[Records from a data collection]
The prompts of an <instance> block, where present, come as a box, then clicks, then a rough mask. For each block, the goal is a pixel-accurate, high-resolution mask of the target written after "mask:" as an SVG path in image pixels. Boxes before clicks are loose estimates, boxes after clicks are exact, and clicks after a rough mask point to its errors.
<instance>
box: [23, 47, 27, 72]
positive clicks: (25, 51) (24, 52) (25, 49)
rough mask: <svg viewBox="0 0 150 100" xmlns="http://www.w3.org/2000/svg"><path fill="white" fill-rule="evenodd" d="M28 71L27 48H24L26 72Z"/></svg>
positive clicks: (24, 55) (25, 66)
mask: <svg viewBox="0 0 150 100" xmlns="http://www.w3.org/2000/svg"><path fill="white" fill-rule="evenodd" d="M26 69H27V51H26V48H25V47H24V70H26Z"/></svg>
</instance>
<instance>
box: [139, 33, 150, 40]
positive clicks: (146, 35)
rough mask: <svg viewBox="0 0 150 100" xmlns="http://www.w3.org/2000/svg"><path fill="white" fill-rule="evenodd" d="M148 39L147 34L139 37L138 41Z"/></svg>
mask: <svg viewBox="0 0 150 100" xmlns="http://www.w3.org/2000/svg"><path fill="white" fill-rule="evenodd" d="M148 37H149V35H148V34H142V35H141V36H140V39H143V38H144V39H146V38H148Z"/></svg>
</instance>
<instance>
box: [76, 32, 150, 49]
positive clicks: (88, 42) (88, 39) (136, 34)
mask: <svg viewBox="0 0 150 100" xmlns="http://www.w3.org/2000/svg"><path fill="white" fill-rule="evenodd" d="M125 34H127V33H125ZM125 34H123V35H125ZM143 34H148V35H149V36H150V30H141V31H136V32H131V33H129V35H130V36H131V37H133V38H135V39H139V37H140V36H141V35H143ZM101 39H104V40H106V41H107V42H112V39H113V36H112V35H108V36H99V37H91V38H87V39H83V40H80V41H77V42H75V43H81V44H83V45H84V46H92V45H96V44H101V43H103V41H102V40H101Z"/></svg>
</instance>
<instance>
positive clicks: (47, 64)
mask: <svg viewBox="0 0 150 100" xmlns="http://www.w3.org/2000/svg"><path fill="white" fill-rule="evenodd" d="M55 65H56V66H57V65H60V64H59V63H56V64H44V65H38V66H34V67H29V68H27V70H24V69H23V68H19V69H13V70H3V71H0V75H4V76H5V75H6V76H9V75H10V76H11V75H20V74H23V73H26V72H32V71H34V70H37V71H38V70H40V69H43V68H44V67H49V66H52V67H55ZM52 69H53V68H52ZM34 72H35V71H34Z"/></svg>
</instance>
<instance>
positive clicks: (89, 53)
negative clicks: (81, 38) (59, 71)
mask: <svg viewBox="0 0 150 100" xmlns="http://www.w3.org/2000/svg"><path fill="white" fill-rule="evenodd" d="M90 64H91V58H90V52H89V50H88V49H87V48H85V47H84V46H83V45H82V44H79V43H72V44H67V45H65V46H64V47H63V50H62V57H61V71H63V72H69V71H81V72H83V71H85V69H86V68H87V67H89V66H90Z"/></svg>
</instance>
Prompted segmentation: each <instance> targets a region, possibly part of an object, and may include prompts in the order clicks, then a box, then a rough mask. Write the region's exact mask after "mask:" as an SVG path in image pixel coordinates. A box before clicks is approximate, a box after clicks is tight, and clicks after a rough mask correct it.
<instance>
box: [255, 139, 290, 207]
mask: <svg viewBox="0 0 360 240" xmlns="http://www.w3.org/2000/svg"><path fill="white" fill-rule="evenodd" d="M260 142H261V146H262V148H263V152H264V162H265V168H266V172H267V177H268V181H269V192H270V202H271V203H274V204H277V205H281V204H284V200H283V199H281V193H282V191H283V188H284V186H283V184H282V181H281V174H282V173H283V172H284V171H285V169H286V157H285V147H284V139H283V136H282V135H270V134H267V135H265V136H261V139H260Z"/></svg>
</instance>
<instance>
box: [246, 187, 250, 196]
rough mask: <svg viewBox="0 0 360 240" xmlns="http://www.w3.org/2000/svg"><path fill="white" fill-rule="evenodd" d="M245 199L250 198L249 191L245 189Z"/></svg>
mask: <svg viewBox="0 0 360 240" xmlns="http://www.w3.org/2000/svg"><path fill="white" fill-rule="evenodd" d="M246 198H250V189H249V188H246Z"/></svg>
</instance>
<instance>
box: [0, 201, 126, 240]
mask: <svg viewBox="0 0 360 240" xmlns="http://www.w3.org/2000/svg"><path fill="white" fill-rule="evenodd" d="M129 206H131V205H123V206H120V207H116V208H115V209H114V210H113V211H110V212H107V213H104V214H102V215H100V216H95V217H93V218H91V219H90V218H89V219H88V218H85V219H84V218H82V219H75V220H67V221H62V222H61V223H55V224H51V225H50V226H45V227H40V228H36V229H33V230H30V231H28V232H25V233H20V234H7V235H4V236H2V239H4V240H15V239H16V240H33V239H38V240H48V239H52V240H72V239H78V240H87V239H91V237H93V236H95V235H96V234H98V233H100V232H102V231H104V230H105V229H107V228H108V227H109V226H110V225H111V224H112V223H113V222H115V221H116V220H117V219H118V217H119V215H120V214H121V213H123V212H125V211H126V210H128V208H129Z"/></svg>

==

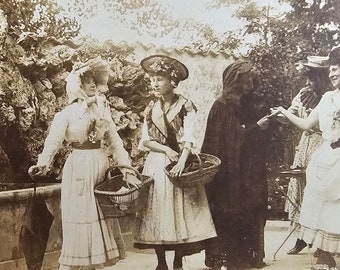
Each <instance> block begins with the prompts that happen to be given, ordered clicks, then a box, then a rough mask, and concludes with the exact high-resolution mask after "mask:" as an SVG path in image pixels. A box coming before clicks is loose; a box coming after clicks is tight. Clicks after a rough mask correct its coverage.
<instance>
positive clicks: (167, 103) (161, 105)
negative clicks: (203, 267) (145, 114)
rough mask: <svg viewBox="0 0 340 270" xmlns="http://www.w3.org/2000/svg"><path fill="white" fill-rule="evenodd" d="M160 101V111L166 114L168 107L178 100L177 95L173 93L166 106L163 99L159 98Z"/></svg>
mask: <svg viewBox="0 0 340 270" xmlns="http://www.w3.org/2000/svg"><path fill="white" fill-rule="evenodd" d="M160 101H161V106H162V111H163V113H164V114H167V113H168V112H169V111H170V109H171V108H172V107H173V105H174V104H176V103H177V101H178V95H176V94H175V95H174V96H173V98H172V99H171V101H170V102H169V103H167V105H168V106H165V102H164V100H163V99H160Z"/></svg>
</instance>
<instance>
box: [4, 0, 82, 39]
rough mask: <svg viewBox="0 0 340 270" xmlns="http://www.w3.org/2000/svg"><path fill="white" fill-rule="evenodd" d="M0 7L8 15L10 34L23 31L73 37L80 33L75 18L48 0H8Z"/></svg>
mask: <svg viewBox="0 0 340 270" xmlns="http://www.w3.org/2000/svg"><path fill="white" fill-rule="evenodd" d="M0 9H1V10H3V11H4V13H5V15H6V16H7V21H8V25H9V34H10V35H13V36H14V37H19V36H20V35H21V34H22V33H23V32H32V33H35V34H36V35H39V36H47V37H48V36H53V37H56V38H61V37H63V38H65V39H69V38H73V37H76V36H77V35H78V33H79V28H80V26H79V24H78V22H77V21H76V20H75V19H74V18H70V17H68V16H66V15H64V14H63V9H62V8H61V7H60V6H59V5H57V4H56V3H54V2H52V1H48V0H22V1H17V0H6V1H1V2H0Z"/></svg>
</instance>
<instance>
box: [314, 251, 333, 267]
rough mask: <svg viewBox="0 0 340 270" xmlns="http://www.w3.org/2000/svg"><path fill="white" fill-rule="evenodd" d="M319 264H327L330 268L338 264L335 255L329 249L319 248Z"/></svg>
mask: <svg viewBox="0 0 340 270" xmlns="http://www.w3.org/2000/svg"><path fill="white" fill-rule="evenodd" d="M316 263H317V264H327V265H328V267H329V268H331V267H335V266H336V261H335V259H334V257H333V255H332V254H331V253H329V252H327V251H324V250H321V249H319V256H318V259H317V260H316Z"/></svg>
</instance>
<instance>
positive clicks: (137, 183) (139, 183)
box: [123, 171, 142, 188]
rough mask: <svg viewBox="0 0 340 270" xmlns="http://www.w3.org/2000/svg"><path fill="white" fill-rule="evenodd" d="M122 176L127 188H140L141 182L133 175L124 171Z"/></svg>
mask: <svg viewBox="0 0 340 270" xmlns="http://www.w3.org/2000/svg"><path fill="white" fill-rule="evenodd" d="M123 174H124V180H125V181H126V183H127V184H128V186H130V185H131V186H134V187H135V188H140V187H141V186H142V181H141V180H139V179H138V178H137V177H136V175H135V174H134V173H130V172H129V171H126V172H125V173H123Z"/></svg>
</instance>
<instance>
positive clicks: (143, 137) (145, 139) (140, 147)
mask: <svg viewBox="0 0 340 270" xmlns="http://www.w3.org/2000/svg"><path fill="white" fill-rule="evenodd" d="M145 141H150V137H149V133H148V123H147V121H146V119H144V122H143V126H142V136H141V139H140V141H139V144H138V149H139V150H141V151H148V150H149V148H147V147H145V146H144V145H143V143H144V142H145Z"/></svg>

Directions: Report how many lines of the rows above contain the string "correct". Case counts, and the reply should be only the number.

Exercise output: 2